**What is needed**
Can you copy the material from the line containing "For every instance of the parked" through the end of the material, switching "dirt track" to "gravel path" and leaving everything else as it is? Omit the pictures from your answer.

--- Given data ---

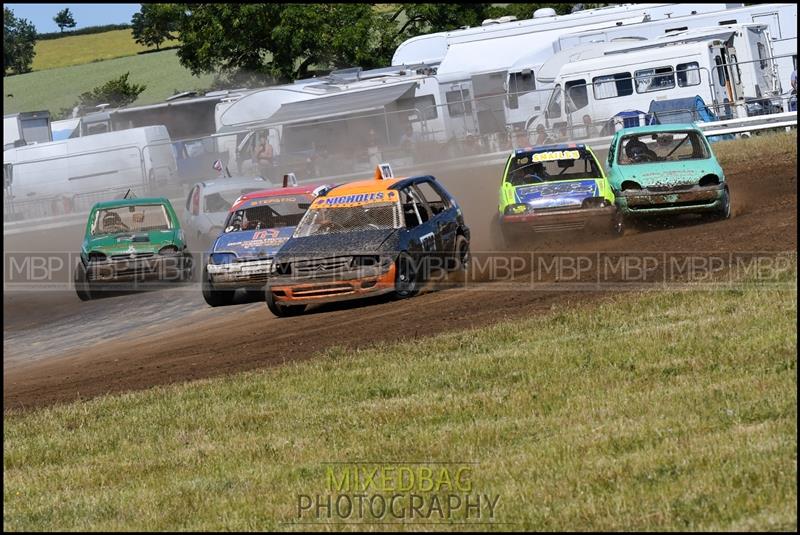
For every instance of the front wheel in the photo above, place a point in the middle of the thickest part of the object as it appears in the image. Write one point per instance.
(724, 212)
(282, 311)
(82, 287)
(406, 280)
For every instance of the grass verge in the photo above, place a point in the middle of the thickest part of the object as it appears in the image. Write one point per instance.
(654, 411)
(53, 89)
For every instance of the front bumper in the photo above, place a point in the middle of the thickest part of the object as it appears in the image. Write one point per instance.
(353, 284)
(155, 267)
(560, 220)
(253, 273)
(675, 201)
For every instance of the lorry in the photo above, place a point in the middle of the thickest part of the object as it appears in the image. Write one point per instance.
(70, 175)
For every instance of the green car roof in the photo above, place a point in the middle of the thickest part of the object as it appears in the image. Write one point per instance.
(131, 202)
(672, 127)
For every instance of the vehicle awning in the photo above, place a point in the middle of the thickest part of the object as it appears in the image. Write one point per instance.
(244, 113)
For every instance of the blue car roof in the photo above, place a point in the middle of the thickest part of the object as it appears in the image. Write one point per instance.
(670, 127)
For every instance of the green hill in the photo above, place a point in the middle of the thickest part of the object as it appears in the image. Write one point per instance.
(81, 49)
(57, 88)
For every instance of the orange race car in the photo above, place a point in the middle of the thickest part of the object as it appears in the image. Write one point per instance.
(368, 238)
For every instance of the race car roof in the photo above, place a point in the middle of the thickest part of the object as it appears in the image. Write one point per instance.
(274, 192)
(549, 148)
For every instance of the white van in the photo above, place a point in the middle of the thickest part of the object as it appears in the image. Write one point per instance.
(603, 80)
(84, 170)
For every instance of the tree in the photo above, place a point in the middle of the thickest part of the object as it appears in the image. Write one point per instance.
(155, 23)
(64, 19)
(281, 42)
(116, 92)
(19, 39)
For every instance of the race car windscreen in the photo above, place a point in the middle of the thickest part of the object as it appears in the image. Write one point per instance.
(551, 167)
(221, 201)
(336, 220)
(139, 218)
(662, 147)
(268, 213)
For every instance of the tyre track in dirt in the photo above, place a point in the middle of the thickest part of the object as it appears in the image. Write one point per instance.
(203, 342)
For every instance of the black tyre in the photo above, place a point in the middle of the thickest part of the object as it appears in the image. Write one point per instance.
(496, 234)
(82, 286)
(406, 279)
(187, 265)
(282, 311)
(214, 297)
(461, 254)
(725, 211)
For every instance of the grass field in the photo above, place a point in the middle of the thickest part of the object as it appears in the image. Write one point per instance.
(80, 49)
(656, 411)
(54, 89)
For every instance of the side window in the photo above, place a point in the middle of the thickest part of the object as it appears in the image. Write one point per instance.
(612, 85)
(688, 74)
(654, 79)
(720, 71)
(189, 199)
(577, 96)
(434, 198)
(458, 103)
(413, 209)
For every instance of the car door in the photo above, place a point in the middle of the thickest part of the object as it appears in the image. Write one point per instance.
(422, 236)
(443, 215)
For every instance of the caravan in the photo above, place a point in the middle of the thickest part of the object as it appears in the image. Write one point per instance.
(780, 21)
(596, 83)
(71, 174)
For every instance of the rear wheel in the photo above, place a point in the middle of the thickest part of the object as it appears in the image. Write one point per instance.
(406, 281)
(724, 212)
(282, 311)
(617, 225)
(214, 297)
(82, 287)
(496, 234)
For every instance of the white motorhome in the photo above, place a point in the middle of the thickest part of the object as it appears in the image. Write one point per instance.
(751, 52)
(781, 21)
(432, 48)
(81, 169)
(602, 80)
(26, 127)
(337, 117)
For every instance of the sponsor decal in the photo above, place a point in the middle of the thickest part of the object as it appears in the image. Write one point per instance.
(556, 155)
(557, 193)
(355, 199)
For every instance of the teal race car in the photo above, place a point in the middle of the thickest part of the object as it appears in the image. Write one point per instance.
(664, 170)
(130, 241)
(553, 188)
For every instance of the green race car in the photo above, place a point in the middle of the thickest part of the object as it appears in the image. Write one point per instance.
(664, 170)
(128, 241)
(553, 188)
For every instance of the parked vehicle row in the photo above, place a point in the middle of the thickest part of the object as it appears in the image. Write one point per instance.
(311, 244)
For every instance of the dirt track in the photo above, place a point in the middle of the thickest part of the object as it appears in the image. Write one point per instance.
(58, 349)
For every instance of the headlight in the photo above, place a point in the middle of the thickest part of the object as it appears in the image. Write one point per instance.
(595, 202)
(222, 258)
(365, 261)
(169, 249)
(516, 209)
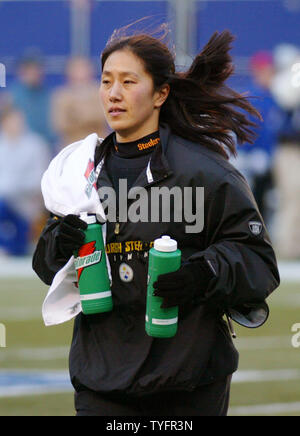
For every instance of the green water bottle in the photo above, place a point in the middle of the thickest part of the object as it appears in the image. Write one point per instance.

---

**Final result**
For every instance of the parked vehicle row in the photo above, place a point in the middle of the thickest part of the object as it appears in the image. Write one point per instance.
(311, 244)
For every instance of the gravel path in the photo above, place a point in the middle of the thickest part of the object as it appears in the image. Write one point per instance.
(58, 349)
For every instance of the headlight in the photo above, place a point in the middle of the thickest part of the object as it appears in the image. Write one point per instance.
(595, 202)
(222, 258)
(365, 261)
(169, 249)
(516, 209)
For every instance of the green water bottle in the photo above, place a point in the middle of the thickest part of the object as it appears in the image. Write one point per instance.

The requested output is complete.